● Your task: What are the lines from the one containing "Give the mask of every instance of the short" through the last line of the records below? Return them exactly, leaving out pictures.

● Stored records:
= = = =

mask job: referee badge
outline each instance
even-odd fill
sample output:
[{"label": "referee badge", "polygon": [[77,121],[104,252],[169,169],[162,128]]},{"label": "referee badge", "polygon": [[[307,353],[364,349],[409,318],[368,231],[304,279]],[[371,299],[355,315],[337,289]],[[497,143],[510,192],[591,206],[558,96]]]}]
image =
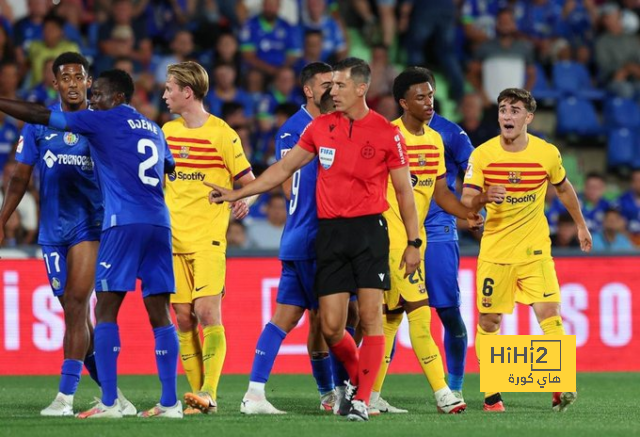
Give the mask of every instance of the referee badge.
[{"label": "referee badge", "polygon": [[330,147],[320,147],[320,164],[322,168],[325,170],[329,170],[333,165],[333,160],[336,157],[336,149],[331,149]]},{"label": "referee badge", "polygon": [[418,155],[418,165],[420,167],[424,167],[425,165],[427,165],[427,157],[424,153]]},{"label": "referee badge", "polygon": [[189,147],[181,146],[180,147],[180,158],[187,159],[189,157]]}]

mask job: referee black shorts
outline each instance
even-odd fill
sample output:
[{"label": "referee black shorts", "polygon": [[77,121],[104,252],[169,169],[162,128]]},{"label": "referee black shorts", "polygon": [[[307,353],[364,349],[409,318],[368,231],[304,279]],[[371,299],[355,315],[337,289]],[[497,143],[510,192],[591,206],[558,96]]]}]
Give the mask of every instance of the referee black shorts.
[{"label": "referee black shorts", "polygon": [[320,220],[316,253],[318,297],[391,288],[389,231],[382,214]]}]

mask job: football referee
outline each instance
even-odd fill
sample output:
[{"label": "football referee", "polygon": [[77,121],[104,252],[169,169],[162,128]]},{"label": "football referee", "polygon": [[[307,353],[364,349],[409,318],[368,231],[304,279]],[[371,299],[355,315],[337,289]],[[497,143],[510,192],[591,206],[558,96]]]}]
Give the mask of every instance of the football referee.
[{"label": "football referee", "polygon": [[[390,288],[390,275],[389,236],[382,212],[389,207],[389,176],[409,239],[398,266],[406,276],[419,266],[422,244],[404,138],[396,126],[367,107],[370,80],[371,69],[363,60],[340,61],[334,66],[331,87],[336,112],[315,118],[282,160],[241,189],[205,182],[212,188],[211,202],[233,202],[282,184],[318,156],[316,292],[322,332],[350,378],[340,412],[354,421],[368,420],[371,388],[384,357],[382,292]],[[359,354],[353,337],[345,335],[353,293],[358,295],[364,334]]]}]

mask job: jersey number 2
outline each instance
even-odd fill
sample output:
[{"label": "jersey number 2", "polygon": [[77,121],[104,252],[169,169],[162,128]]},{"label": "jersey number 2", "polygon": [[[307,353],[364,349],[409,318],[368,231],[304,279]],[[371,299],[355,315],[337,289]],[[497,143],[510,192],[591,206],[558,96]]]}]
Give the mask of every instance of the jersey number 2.
[{"label": "jersey number 2", "polygon": [[138,177],[143,184],[155,187],[160,183],[160,179],[147,176],[145,172],[158,163],[158,148],[155,143],[149,139],[143,138],[138,141],[138,153],[146,155],[147,147],[151,149],[151,156],[140,163],[138,167]]}]

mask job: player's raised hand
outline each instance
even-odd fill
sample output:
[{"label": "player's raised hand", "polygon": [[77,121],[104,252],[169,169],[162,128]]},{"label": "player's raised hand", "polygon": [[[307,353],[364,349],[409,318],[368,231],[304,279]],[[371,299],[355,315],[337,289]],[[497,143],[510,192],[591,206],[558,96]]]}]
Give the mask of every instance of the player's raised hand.
[{"label": "player's raised hand", "polygon": [[233,218],[236,220],[242,220],[249,214],[249,205],[244,200],[238,200],[229,204],[229,208],[233,213]]},{"label": "player's raised hand", "polygon": [[583,252],[591,252],[593,240],[591,239],[591,232],[586,226],[578,226],[578,240],[580,241],[580,249]]},{"label": "player's raised hand", "polygon": [[402,260],[400,261],[400,270],[402,270],[403,268],[405,269],[404,277],[406,278],[407,276],[413,274],[413,272],[415,272],[418,267],[420,267],[420,249],[413,246],[407,246],[407,248],[404,250],[404,253],[402,254]]},{"label": "player's raised hand", "polygon": [[235,202],[239,199],[234,190],[223,188],[207,181],[203,181],[202,183],[211,188],[209,192],[209,203],[220,204],[222,202]]},{"label": "player's raised hand", "polygon": [[507,195],[507,189],[504,185],[490,185],[486,191],[487,203],[502,203]]},{"label": "player's raised hand", "polygon": [[469,229],[477,231],[484,225],[484,217],[478,213],[469,212],[467,214],[467,224],[469,225]]}]

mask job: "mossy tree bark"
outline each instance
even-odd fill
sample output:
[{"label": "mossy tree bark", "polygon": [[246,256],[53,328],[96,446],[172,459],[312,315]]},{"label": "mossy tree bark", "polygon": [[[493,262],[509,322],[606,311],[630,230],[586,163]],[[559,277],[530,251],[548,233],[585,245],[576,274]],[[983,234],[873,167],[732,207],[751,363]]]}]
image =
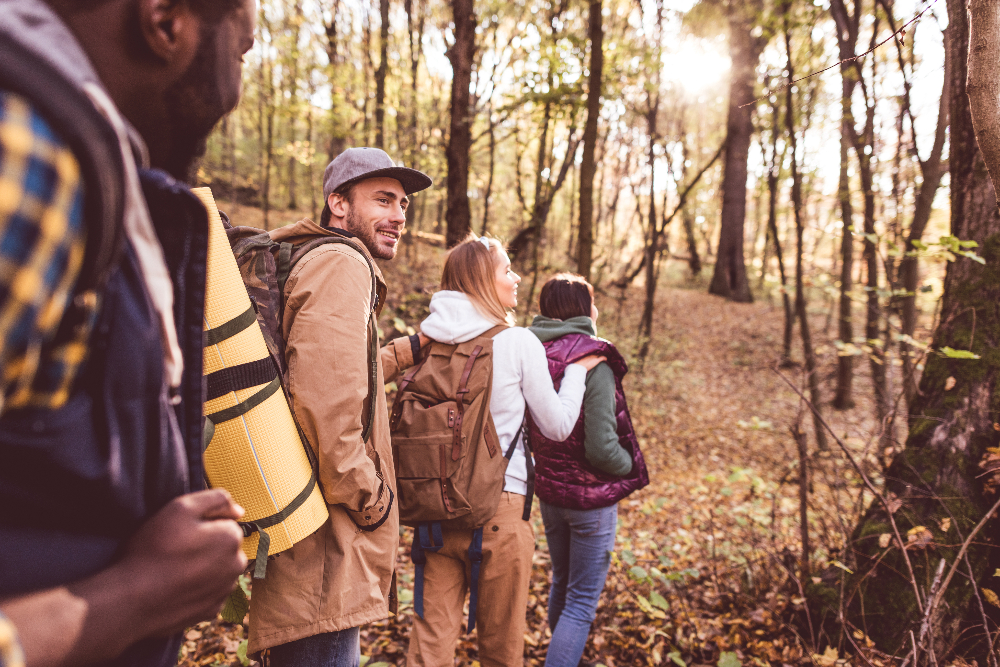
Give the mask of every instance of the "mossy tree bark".
[{"label": "mossy tree bark", "polygon": [[[977,241],[986,263],[960,257],[949,264],[933,347],[971,350],[979,358],[928,357],[910,406],[906,448],[886,474],[885,494],[899,534],[906,540],[911,529],[924,527],[909,533],[906,555],[913,577],[895,538],[886,542],[889,538],[882,537],[895,531],[881,502],[872,503],[851,535],[848,557],[855,573],[845,588],[848,629],[863,630],[880,649],[897,655],[910,651],[911,632],[919,636],[940,560],[950,567],[959,545],[996,500],[984,488],[979,463],[1000,441],[995,426],[1000,421],[1000,215],[966,95],[966,3],[948,0],[948,15],[951,233]],[[997,523],[986,524],[968,549],[967,563],[958,568],[965,574],[971,569],[972,577],[952,579],[941,604],[928,615],[930,631],[921,650],[933,650],[939,661],[952,652],[988,650],[975,643],[983,635],[983,612],[972,582],[988,584],[1000,561]]]}]

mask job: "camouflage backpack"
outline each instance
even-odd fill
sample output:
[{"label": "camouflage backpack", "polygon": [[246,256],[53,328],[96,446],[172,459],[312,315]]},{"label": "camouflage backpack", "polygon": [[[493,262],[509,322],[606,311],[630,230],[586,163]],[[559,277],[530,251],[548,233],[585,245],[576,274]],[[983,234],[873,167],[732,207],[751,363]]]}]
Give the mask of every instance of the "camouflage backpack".
[{"label": "camouflage backpack", "polygon": [[[228,222],[228,221],[227,221]],[[371,312],[368,317],[368,397],[365,399],[367,414],[364,415],[362,438],[368,442],[371,437],[372,421],[375,416],[375,385],[378,382],[378,291],[375,280],[375,267],[372,266],[368,254],[359,243],[346,236],[317,236],[303,243],[293,244],[278,242],[271,236],[254,227],[233,227],[226,225],[226,234],[236,265],[243,277],[243,284],[250,295],[251,309],[235,318],[232,326],[246,328],[256,319],[264,334],[264,341],[271,353],[271,358],[281,375],[281,387],[291,404],[292,397],[288,390],[288,363],[285,360],[285,339],[281,334],[282,316],[285,309],[285,282],[295,264],[310,251],[327,243],[341,243],[350,246],[360,253],[368,264],[372,276]],[[233,332],[221,332],[222,337]],[[304,438],[303,438],[304,439]]]}]

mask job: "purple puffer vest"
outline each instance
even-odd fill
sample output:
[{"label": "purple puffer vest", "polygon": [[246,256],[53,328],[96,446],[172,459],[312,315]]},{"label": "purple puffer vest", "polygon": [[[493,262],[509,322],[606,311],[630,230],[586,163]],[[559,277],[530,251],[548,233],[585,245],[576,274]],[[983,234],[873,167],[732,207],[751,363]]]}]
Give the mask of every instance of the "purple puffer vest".
[{"label": "purple puffer vest", "polygon": [[589,510],[614,505],[649,484],[646,461],[639,450],[622,389],[622,378],[628,373],[628,364],[614,345],[595,336],[566,334],[544,345],[549,374],[556,390],[562,384],[569,364],[589,354],[607,357],[607,363],[615,374],[618,443],[632,455],[632,470],[625,477],[615,477],[587,462],[583,410],[573,432],[562,442],[546,438],[529,419],[528,433],[535,453],[535,493],[550,505],[568,509]]}]

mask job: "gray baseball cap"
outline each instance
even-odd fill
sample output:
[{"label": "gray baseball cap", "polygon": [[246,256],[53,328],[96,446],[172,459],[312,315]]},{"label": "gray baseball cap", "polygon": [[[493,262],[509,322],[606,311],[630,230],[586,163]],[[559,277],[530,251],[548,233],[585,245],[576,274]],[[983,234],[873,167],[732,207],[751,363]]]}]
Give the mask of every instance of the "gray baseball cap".
[{"label": "gray baseball cap", "polygon": [[392,158],[379,148],[348,148],[326,165],[323,199],[329,199],[330,193],[341,185],[378,177],[395,178],[408,195],[426,190],[434,183],[421,171],[397,167]]}]

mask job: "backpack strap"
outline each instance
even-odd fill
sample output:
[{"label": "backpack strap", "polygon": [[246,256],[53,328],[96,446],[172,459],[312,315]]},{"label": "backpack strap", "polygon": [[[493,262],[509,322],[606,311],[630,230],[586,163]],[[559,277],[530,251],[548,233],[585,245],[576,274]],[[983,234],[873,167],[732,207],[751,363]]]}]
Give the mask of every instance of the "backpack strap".
[{"label": "backpack strap", "polygon": [[413,382],[414,376],[420,371],[420,367],[424,365],[425,361],[427,361],[426,357],[421,359],[419,364],[406,371],[403,379],[399,381],[399,388],[396,390],[396,398],[392,402],[392,413],[389,417],[390,431],[395,431],[399,426],[399,420],[403,415],[403,392],[405,392],[406,388],[410,386],[411,382]]},{"label": "backpack strap", "polygon": [[476,528],[469,544],[469,562],[472,563],[472,580],[469,582],[469,624],[466,632],[476,627],[476,607],[479,603],[479,569],[483,564],[483,527]]},{"label": "backpack strap", "polygon": [[295,249],[287,241],[278,244],[278,260],[275,279],[278,282],[278,294],[281,295],[282,305],[285,300],[285,283],[288,282],[288,274],[292,272],[292,250]]},{"label": "backpack strap", "polygon": [[[311,247],[306,252],[297,252],[307,244],[312,244]],[[359,246],[356,241],[347,238],[346,236],[323,236],[318,239],[311,239],[305,243],[299,245],[292,245],[291,243],[280,243],[278,245],[278,257],[277,257],[277,281],[278,281],[278,293],[281,295],[282,308],[284,308],[285,303],[285,283],[288,280],[289,274],[291,274],[292,269],[298,264],[299,260],[305,255],[311,252],[318,246],[324,245],[326,243],[342,243],[352,249],[354,249],[362,259],[365,260],[365,264],[368,265],[368,271],[371,273],[372,277],[372,291],[369,297],[369,304],[371,310],[368,313],[368,416],[365,419],[365,424],[361,429],[361,439],[367,443],[372,437],[372,424],[375,422],[375,391],[378,384],[378,323],[376,322],[376,312],[378,311],[378,279],[375,277],[375,265],[372,264],[371,259],[369,259],[368,254],[363,248]]]},{"label": "backpack strap", "polygon": [[410,549],[410,560],[415,566],[413,576],[413,611],[420,618],[424,617],[424,565],[427,564],[427,554],[437,553],[444,547],[444,536],[441,534],[441,523],[418,523],[413,529],[413,547]]},{"label": "backpack strap", "polygon": [[507,324],[498,324],[495,327],[493,327],[492,329],[484,332],[481,335],[482,335],[483,338],[493,338],[494,336],[496,336],[501,331],[506,331],[507,329],[510,329],[509,325],[507,325]]},{"label": "backpack strap", "polygon": [[531,442],[528,439],[527,427],[528,408],[525,406],[521,428],[517,429],[517,433],[514,434],[514,438],[510,441],[510,447],[507,448],[507,452],[504,454],[504,458],[509,461],[510,457],[514,455],[514,449],[517,448],[517,441],[521,440],[524,442],[524,465],[528,469],[528,489],[524,494],[524,511],[521,513],[521,518],[525,521],[531,517],[531,503],[535,499],[535,460],[531,456]]},{"label": "backpack strap", "polygon": [[[524,423],[521,424],[524,429]],[[524,511],[521,518],[527,521],[531,517],[531,503],[535,499],[535,458],[531,451],[531,442],[528,437],[524,438],[524,462],[528,469],[528,489],[524,492]]]},{"label": "backpack strap", "polygon": [[[469,393],[469,376],[472,375],[472,366],[476,363],[476,359],[479,358],[479,353],[483,351],[482,345],[477,345],[472,349],[472,354],[469,355],[469,360],[465,362],[465,368],[462,369],[462,377],[458,381],[458,391],[455,392],[455,405],[458,408],[458,414],[455,416],[455,427],[452,430],[451,439],[451,460],[457,461],[462,455],[462,420],[465,416],[465,395]],[[441,474],[445,473],[445,465],[442,462]],[[444,478],[441,480],[442,488],[444,485]]]}]

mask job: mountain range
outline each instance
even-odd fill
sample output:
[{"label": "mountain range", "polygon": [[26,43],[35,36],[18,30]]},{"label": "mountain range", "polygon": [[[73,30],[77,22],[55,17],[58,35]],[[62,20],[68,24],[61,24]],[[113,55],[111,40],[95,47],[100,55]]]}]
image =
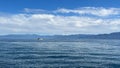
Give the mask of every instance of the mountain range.
[{"label": "mountain range", "polygon": [[0,41],[79,41],[80,39],[120,39],[120,32],[110,34],[75,34],[75,35],[37,35],[11,34],[1,35]]}]

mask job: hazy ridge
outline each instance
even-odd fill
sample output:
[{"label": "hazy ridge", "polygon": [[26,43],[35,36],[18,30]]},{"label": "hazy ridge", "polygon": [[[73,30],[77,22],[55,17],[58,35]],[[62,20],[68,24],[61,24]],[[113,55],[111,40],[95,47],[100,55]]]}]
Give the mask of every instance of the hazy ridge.
[{"label": "hazy ridge", "polygon": [[80,39],[120,39],[120,32],[110,34],[75,34],[75,35],[37,35],[37,34],[11,34],[1,35],[0,40],[8,41],[79,41]]}]

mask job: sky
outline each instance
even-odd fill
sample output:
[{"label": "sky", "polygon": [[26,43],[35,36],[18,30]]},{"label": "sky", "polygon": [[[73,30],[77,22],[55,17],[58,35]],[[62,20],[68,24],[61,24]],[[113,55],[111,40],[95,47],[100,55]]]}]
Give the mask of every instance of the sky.
[{"label": "sky", "polygon": [[120,0],[0,0],[0,35],[120,32]]}]

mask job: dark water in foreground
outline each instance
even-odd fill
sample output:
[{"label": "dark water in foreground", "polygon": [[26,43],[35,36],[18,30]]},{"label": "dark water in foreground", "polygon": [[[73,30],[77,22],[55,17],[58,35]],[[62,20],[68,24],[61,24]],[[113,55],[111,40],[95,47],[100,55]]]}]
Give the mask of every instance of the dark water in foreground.
[{"label": "dark water in foreground", "polygon": [[0,42],[0,68],[120,68],[120,40]]}]

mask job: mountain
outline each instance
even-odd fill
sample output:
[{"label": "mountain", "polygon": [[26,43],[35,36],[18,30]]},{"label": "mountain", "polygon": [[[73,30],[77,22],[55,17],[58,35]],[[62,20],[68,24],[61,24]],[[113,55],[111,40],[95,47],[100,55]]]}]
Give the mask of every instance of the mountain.
[{"label": "mountain", "polygon": [[110,33],[110,34],[98,34],[98,35],[69,35],[68,37],[76,39],[120,39],[120,32]]},{"label": "mountain", "polygon": [[50,39],[52,36],[41,36],[37,34],[10,34],[1,35],[0,41],[38,41],[38,38]]},{"label": "mountain", "polygon": [[37,35],[37,34],[19,34],[19,35],[1,35],[1,41],[78,41],[80,39],[120,39],[120,32],[110,34],[76,34],[76,35]]}]

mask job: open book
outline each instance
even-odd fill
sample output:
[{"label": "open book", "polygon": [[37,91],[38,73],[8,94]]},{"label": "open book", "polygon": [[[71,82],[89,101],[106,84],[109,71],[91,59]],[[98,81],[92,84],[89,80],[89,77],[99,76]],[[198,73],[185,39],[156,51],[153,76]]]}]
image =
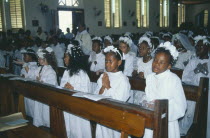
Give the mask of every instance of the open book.
[{"label": "open book", "polygon": [[27,122],[21,112],[0,117],[0,132],[26,126]]}]

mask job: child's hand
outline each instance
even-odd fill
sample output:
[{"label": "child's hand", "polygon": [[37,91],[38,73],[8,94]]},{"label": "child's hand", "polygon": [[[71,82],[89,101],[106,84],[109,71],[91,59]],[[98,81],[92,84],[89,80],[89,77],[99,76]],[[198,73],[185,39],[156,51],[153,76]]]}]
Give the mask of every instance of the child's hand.
[{"label": "child's hand", "polygon": [[138,74],[138,73],[137,73],[137,70],[134,70],[133,73],[132,73],[132,76],[133,76],[133,77],[136,77],[137,74]]},{"label": "child's hand", "polygon": [[29,68],[28,68],[28,66],[26,66],[26,67],[25,67],[25,70],[26,70],[26,72],[28,73],[28,71],[29,71]]},{"label": "child's hand", "polygon": [[68,82],[65,84],[64,88],[74,90],[74,87],[70,83],[68,83]]},{"label": "child's hand", "polygon": [[109,76],[107,73],[104,73],[103,78],[102,78],[102,86],[105,87],[106,89],[110,89],[110,81],[109,81]]},{"label": "child's hand", "polygon": [[139,72],[139,78],[144,78],[144,72]]},{"label": "child's hand", "polygon": [[94,61],[94,64],[96,65],[97,64],[97,61]]}]

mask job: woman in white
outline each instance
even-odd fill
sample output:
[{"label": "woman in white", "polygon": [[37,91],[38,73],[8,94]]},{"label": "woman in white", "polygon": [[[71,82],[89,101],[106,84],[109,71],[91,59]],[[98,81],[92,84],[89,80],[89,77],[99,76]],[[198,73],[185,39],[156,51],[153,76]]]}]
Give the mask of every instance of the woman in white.
[{"label": "woman in white", "polygon": [[92,52],[88,61],[91,63],[90,70],[93,72],[103,72],[105,69],[105,56],[101,51],[102,44],[100,37],[92,39]]},{"label": "woman in white", "polygon": [[[180,138],[178,119],[183,117],[186,111],[186,98],[179,77],[170,72],[170,68],[178,57],[178,51],[165,42],[160,44],[155,52],[152,70],[154,73],[146,78],[146,96],[142,103],[151,103],[156,99],[168,99],[168,137]],[[145,129],[144,138],[152,138],[153,131]]]},{"label": "woman in white", "polygon": [[123,52],[123,60],[125,62],[123,73],[126,76],[132,76],[134,60],[136,55],[130,52],[132,40],[128,37],[119,38],[119,49]]},{"label": "woman in white", "polygon": [[[122,52],[114,46],[108,46],[104,52],[107,72],[98,79],[95,94],[126,102],[129,99],[130,84],[128,78],[122,73]],[[119,132],[97,124],[96,138],[119,137]]]},{"label": "woman in white", "polygon": [[[190,85],[199,85],[201,77],[210,78],[210,60],[208,56],[208,48],[210,42],[206,36],[195,37],[196,58],[189,61],[183,71],[182,81]],[[187,101],[187,112],[182,120],[180,120],[181,134],[185,135],[193,123],[195,102]]]},{"label": "woman in white", "polygon": [[189,60],[195,54],[195,49],[191,45],[188,37],[181,33],[175,34],[173,36],[172,43],[179,52],[179,57],[174,67],[178,69],[184,69],[188,64]]},{"label": "woman in white", "polygon": [[[79,46],[68,45],[64,57],[65,70],[61,79],[61,87],[90,92],[90,79],[87,75],[89,66]],[[67,136],[69,138],[91,138],[89,120],[64,112]]]},{"label": "woman in white", "polygon": [[[153,50],[153,45],[150,38],[146,36],[139,39],[138,45],[140,58],[137,59],[137,70],[134,70],[133,76],[145,79],[152,73],[153,58],[151,52]],[[137,90],[131,92],[133,92],[133,103],[139,104],[141,97],[144,96],[145,93]]]},{"label": "woman in white", "polygon": [[[24,78],[29,78],[32,80],[36,80],[36,71],[38,69],[37,66],[37,56],[35,51],[32,49],[22,50],[24,62],[19,62],[22,64],[21,76]],[[34,100],[30,98],[24,98],[25,102],[25,111],[26,115],[30,117],[34,117]]]},{"label": "woman in white", "polygon": [[112,44],[113,44],[112,38],[109,35],[105,36],[104,37],[104,46],[103,46],[103,48],[111,46]]},{"label": "woman in white", "polygon": [[[58,85],[55,72],[57,70],[57,64],[53,49],[50,47],[39,49],[37,55],[39,64],[41,65],[36,71],[37,81],[51,85]],[[33,124],[35,126],[50,126],[48,105],[35,101]]]}]

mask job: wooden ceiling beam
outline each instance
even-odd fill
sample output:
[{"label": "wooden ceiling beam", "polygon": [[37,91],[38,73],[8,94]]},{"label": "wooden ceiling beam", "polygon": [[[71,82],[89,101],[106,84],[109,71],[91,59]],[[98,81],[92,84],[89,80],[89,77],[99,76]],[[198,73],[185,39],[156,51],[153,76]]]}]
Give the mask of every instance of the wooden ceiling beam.
[{"label": "wooden ceiling beam", "polygon": [[180,0],[182,4],[205,4],[210,3],[210,0]]}]

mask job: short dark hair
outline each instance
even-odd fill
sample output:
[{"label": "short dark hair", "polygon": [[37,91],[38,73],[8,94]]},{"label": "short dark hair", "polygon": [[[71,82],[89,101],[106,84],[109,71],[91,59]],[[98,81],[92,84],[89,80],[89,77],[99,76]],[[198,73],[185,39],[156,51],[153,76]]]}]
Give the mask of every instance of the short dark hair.
[{"label": "short dark hair", "polygon": [[171,55],[170,51],[167,50],[165,47],[157,48],[157,50],[155,51],[155,56],[159,53],[165,53],[166,55],[168,55],[169,56],[169,64],[171,64],[172,66],[176,63],[176,60]]}]

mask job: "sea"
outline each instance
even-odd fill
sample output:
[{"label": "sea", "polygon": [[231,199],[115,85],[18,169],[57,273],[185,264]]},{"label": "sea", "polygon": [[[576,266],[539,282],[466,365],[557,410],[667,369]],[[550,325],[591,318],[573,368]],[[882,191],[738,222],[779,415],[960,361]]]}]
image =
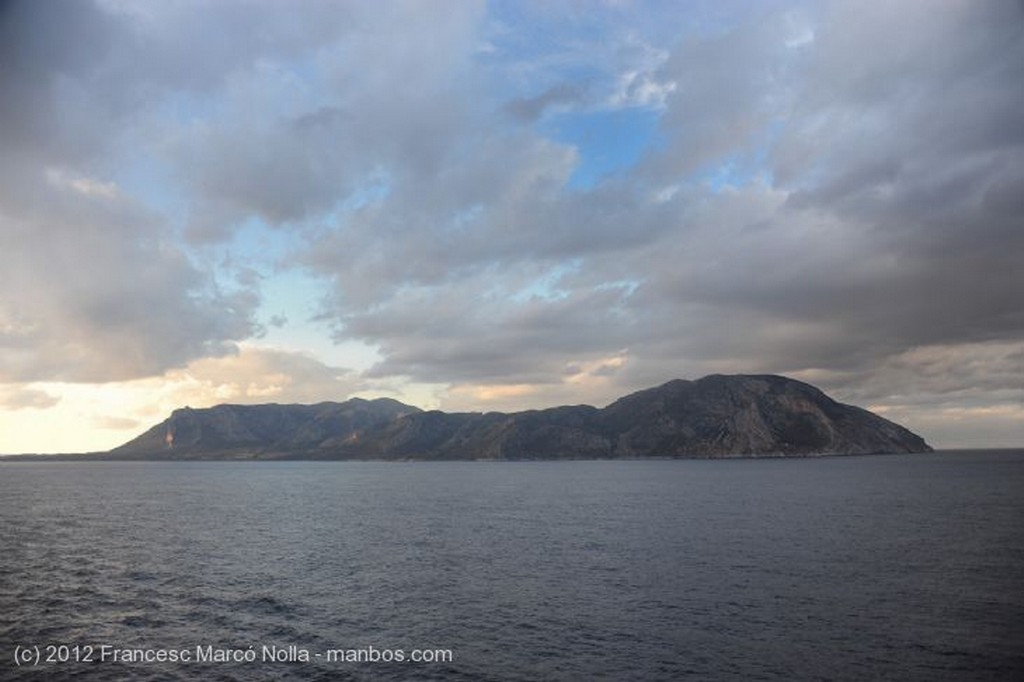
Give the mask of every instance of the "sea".
[{"label": "sea", "polygon": [[2,680],[1022,680],[1024,450],[0,464]]}]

= = = =

● Task solution:
Give the mask of every instance of the short dark hair.
[{"label": "short dark hair", "polygon": [[171,55],[170,51],[167,50],[165,47],[157,48],[157,50],[155,51],[155,56],[159,53],[165,53],[166,55],[168,55],[169,56],[169,64],[171,64],[172,66],[176,63],[176,60]]}]

mask job: "sea"
outline each instance
even-odd fill
sample output:
[{"label": "sea", "polygon": [[231,199],[115,85],[18,169],[57,273],[185,264]]},{"label": "sea", "polygon": [[[576,266],[539,282],[466,365],[557,410],[667,369]],[[550,325],[591,318],[573,368]],[[882,191],[738,222],[779,415],[960,361]]]}]
image =
Give the mask of every instance of the "sea".
[{"label": "sea", "polygon": [[2,680],[1022,680],[1024,450],[0,464]]}]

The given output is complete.